[Data shown Boundary: Start]

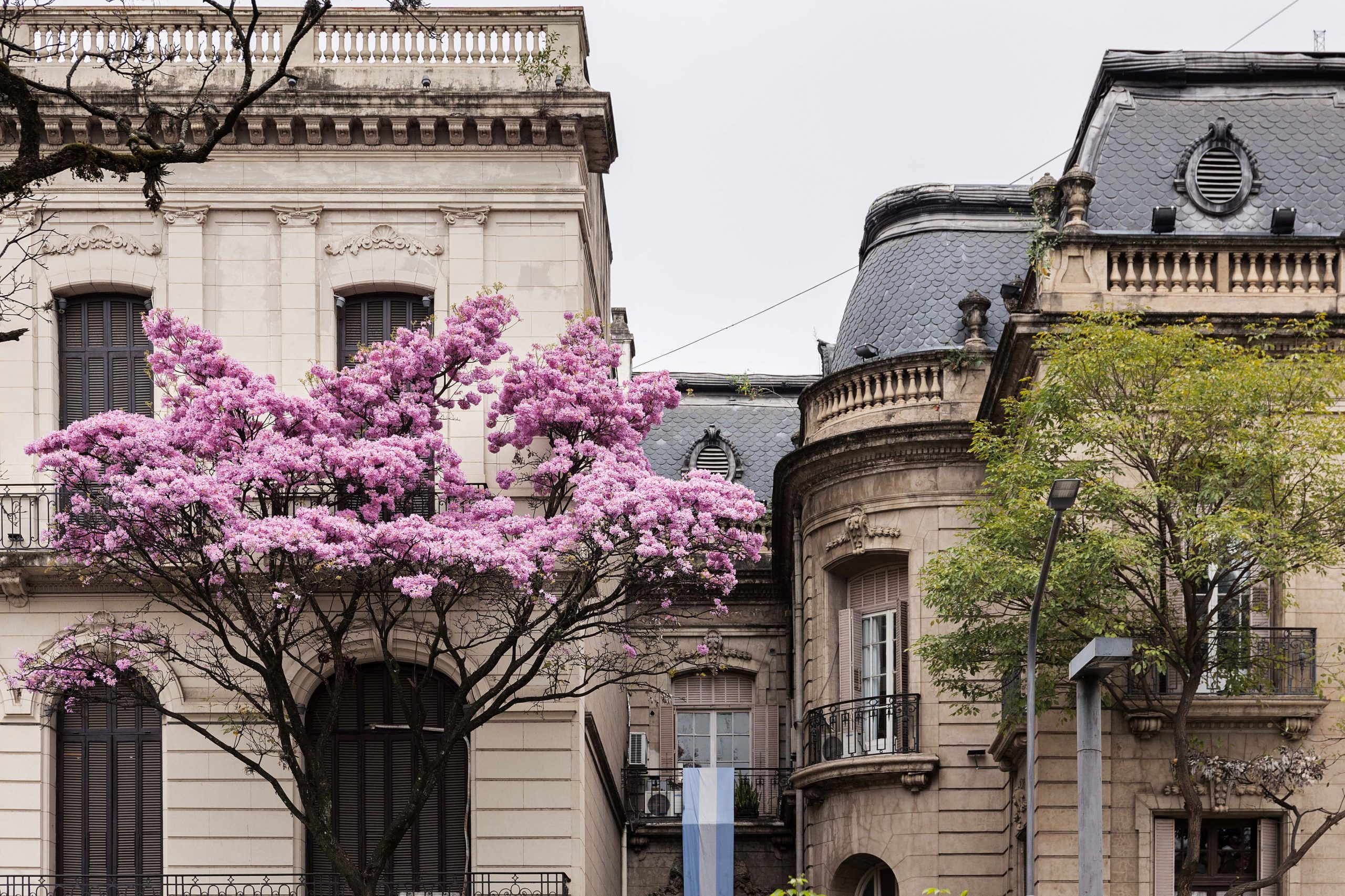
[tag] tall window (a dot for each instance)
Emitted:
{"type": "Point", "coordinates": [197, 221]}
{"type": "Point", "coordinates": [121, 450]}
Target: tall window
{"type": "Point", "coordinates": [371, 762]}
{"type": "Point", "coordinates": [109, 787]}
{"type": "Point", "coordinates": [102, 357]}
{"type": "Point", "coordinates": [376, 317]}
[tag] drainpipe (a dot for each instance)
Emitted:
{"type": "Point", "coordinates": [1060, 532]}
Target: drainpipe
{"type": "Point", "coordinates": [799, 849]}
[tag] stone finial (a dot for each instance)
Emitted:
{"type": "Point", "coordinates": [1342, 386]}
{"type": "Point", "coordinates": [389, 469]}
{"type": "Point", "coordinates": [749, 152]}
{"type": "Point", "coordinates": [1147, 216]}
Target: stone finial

[Data shown Boundary: End]
[Data shown Boundary: Start]

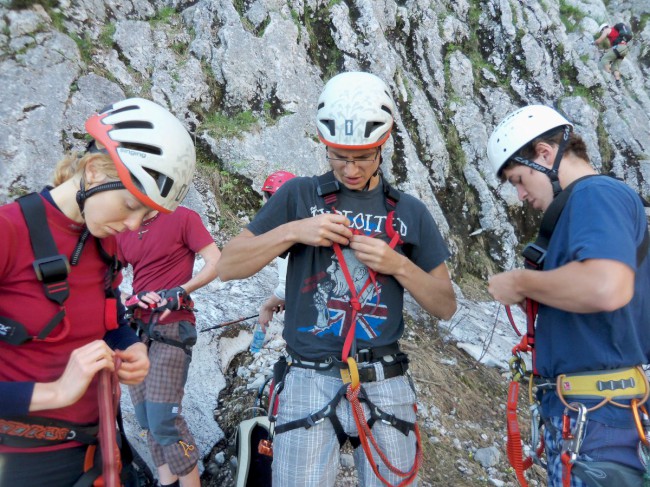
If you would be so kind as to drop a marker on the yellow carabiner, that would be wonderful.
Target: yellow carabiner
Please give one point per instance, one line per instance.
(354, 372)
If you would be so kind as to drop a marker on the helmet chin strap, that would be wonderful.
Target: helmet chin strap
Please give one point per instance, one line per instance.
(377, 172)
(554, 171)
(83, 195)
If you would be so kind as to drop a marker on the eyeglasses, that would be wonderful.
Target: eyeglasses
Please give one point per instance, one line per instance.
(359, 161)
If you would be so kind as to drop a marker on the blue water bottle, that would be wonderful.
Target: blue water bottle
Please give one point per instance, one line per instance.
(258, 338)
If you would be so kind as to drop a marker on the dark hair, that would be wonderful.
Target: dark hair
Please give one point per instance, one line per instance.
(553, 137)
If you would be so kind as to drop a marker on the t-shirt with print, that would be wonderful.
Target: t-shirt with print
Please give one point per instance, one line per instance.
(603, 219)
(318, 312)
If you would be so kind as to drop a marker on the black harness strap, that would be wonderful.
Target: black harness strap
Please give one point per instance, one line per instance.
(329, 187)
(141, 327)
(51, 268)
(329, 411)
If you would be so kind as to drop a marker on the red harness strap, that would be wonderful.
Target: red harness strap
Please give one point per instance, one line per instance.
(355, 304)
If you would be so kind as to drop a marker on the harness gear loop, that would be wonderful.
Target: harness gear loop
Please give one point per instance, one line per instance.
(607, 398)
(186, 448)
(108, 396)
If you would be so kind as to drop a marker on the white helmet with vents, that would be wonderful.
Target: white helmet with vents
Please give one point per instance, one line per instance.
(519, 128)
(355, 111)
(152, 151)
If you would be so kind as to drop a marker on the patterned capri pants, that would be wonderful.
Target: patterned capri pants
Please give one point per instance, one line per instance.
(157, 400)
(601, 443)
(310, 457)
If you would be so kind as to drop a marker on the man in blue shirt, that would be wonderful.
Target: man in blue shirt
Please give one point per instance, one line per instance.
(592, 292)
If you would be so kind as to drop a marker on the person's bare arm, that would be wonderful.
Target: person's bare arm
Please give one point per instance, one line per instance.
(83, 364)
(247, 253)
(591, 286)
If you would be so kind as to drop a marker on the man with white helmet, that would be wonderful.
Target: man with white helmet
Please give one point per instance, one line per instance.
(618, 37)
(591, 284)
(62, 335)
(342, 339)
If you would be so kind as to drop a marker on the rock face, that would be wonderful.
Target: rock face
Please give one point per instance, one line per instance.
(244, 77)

[Data shown Boundary: End]

**Your goal**
Look above for the line holding "[tag] stone finial (a dot for each instance)" and the line holding "Target: stone finial", then output exactly those two lines and every line between them, nothing more.

**Output for this exercise**
[tag] stone finial (a dot for each instance)
Emitted:
{"type": "Point", "coordinates": [1342, 386]}
{"type": "Point", "coordinates": [389, 469]}
{"type": "Point", "coordinates": [749, 152]}
{"type": "Point", "coordinates": [1147, 216]}
Target: stone finial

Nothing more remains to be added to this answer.